Excerpts from point annotation data:
>> Begin
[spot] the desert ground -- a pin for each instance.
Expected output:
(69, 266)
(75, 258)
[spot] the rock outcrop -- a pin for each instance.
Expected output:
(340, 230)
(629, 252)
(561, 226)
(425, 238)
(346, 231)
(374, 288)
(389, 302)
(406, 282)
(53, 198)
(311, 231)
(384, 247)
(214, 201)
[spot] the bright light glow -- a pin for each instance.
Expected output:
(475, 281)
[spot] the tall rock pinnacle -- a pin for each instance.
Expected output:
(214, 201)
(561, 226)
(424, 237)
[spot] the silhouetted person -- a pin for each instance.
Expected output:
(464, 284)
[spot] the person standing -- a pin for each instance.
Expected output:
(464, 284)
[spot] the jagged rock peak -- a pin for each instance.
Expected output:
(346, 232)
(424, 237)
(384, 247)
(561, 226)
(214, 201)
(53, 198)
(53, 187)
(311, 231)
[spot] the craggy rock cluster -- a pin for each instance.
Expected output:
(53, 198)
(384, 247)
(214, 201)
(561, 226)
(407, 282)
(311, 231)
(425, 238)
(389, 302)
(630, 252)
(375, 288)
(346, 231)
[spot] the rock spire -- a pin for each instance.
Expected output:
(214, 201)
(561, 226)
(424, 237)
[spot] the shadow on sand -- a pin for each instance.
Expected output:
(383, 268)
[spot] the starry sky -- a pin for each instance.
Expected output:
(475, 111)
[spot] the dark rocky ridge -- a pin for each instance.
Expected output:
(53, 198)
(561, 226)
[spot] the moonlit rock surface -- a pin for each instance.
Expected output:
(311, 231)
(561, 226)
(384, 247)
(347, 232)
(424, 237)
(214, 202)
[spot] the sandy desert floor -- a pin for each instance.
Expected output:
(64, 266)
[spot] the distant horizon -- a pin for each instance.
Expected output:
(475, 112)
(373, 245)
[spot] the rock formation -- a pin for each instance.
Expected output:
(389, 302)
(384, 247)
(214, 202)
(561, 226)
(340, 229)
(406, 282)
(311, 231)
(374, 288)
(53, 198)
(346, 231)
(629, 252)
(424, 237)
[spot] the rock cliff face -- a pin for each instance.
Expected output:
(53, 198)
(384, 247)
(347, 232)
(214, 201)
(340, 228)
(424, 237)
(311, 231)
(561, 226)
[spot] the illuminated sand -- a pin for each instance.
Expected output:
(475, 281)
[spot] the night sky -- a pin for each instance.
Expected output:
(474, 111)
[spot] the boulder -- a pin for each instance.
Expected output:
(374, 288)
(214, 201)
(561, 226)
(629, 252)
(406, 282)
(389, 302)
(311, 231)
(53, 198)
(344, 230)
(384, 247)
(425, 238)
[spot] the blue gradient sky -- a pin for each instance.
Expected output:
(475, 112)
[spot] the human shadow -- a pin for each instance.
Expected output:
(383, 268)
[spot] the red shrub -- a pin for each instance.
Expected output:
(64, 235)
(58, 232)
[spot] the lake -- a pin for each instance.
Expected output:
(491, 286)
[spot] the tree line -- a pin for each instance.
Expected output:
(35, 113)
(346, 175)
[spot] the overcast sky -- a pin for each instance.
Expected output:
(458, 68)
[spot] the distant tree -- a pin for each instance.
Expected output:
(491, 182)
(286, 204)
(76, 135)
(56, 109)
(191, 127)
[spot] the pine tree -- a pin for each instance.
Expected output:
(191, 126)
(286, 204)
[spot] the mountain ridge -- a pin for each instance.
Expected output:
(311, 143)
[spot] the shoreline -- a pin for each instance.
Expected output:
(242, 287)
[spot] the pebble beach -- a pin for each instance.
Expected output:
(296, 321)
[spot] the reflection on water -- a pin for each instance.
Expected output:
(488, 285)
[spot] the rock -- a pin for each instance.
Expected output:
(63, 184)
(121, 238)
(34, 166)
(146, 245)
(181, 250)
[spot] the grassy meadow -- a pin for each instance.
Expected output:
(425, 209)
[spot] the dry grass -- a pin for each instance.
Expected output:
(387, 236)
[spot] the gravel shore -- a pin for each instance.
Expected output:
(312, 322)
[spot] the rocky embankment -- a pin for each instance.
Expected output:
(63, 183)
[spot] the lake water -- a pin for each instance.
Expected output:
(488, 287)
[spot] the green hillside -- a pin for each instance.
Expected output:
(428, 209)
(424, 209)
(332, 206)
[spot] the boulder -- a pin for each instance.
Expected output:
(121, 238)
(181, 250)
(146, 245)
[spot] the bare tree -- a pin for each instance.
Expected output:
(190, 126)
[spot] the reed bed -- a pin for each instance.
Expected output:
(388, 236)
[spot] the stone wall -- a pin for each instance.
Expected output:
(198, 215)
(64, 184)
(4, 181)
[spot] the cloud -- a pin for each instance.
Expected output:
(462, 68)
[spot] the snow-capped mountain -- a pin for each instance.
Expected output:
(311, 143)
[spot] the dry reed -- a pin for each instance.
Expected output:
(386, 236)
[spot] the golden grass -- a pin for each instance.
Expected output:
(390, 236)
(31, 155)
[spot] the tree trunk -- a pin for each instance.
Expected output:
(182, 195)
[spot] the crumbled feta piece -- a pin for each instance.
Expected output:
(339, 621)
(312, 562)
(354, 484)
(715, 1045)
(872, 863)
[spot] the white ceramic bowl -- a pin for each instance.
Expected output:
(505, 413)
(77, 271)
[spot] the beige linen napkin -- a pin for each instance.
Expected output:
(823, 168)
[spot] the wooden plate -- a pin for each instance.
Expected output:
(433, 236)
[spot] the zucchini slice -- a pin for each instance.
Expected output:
>> End
TASK STATEMENT
Reproduce every one of the records above word for word, with nothing changed or left out.

RESPONSE TO THIS EXERCISE
[spot] the desert ground -- a pin for each instance.
Expected output:
(69, 266)
(75, 258)
[spot] the rock outcrop -- a pin for each instance.
Expected output:
(340, 230)
(629, 252)
(561, 226)
(425, 238)
(346, 231)
(374, 288)
(389, 302)
(406, 282)
(53, 198)
(311, 231)
(384, 247)
(214, 201)
[spot] the bright light glow -- a pin for each instance.
Expected output:
(475, 281)
[spot] the tall rock pinnacle -- a pin for each instance.
Expected output:
(214, 201)
(561, 226)
(424, 237)
[spot] the silhouetted person -- a pin for each instance.
Expected output:
(464, 284)
[spot] the person standing -- a pin for each instance.
Expected output:
(464, 284)
[spot] the jagged rock peak -- a pin for each instance.
Expected output:
(346, 232)
(424, 237)
(384, 247)
(561, 226)
(214, 201)
(53, 198)
(53, 187)
(311, 231)
[spot] the craggy rock cluster -- a pin for each instance.
Expected output:
(53, 198)
(384, 247)
(214, 201)
(561, 226)
(407, 282)
(311, 231)
(425, 238)
(389, 302)
(630, 252)
(375, 288)
(346, 231)
[spot] the rock spire -- a pin for each instance.
Expected output:
(214, 201)
(561, 226)
(424, 237)
[spot] the shadow on sand -- a pin for each instance.
Expected output:
(383, 268)
[spot] the starry sky -- a pin for each instance.
Expected output:
(475, 111)
[spot] the dark rocky ridge -- a pin for each instance.
Expected output:
(53, 198)
(561, 226)
[spot] the moonlit rock surface -- a pin for each instance.
Expected output:
(311, 231)
(561, 226)
(384, 247)
(347, 232)
(424, 237)
(214, 202)
[spot] the sandy desert floor -- a pin for each instance.
Expected output:
(64, 266)
[spot] the distant horizon -- a pin for each instance.
Expected output:
(475, 112)
(373, 245)
[spot] the rock formation -- a pin for each instance.
Expected output:
(389, 302)
(384, 247)
(214, 202)
(561, 226)
(340, 229)
(406, 282)
(311, 231)
(374, 288)
(53, 198)
(346, 231)
(629, 252)
(424, 237)
[spot] the rock cliff face -- a pin for each instance.
Expected output:
(53, 198)
(384, 247)
(347, 232)
(214, 201)
(340, 228)
(424, 237)
(311, 231)
(561, 226)
[spot] the illuminated sand -- a pin for each instance.
Expected output:
(475, 281)
[spot] the night sky -- a pin for each instance.
Expected output:
(474, 111)
[spot] the boulder -- a pin for each instance.
Expected output:
(374, 288)
(214, 201)
(561, 226)
(629, 252)
(406, 282)
(389, 302)
(311, 231)
(53, 198)
(344, 230)
(384, 247)
(425, 238)
[spot] the blue gradient sky -- a pin for each instance.
Expected output:
(475, 112)
[spot] the human shadow -- a pin for each instance.
Expected output:
(383, 268)
[spot] the red shrub -- a pin for each instance.
Expected output:
(64, 235)
(58, 232)
[spot] the lake -- a pin for each instance.
Expected output:
(491, 286)
[spot] the tree line -- a pin for each instance.
Expected output:
(35, 113)
(346, 175)
[spot] the overcast sky -- a pin for each instance.
Expected output:
(458, 68)
[spot] the distant tree -- a pin for each instance.
Expected output:
(491, 182)
(286, 204)
(76, 135)
(56, 109)
(191, 127)
[spot] the pine tree -- a pin for each instance.
Expected output:
(191, 126)
(286, 204)
[spot] the mountain ridge -- a pin for each instance.
Expected output:
(311, 143)
[spot] the shoreline -- a pin for each instance.
Expected output:
(242, 287)
[spot] the pebble beach -- a pin for each instance.
Expected output:
(296, 321)
[spot] the reflection on water -- a pin for each instance.
Expected output:
(488, 285)
[spot] the rock -- a pin for each instance.
Expected output:
(63, 184)
(121, 238)
(34, 166)
(146, 245)
(181, 250)
[spot] the grassy meadow -- a pin for each instance.
Expected output:
(425, 209)
[spot] the dry grass -- a pin for each instance.
Expected output:
(387, 236)
[spot] the gravel shore -- a pin for each instance.
Expected output:
(312, 322)
[spot] the rocky embankment -- a pin for each instance.
Expected output:
(63, 183)
[spot] the lake water -- a pin for each instance.
Expected output:
(488, 287)
[spot] the green hillside -- a pin for each instance.
Expected output:
(428, 209)
(424, 209)
(332, 206)
[spot] the boulder -- a pin for each instance.
Expected output:
(121, 238)
(181, 250)
(146, 245)
[spot] the bare tree -- a pin for each instance.
Expected output:
(190, 126)
[spot] the reed bed -- a pin for each instance.
Expected output:
(388, 236)
[spot] the stone wall -- a pin for each instance.
Expected output:
(198, 215)
(64, 184)
(4, 181)
[spot] the cloud -- a pin for each instance.
Expected output:
(462, 68)
[spot] the snow-capped mountain -- a pin for each instance.
Expected output:
(311, 143)
[spot] the dry reed -- a pin for each instance.
Expected output:
(386, 236)
[spot] the golden grass -- a pin for each instance.
Expected output:
(390, 236)
(31, 155)
[spot] the tree trunk -- a pin for each instance.
Expected output:
(182, 195)
[spot] the crumbled feta piece -- a pin for each instance.
Expected output:
(339, 621)
(312, 562)
(354, 484)
(715, 1045)
(872, 863)
[spot] the white ceramic bowl -- a pin for each instance.
Expected output:
(505, 413)
(77, 271)
[spot] the beige linen napkin -- a pin for each instance.
Expected output:
(823, 168)
[spot] the wooden plate -- a pin for each instance.
Expected output:
(433, 236)
[spot] the zucchini slice -- a pin for each instance.
Expected output:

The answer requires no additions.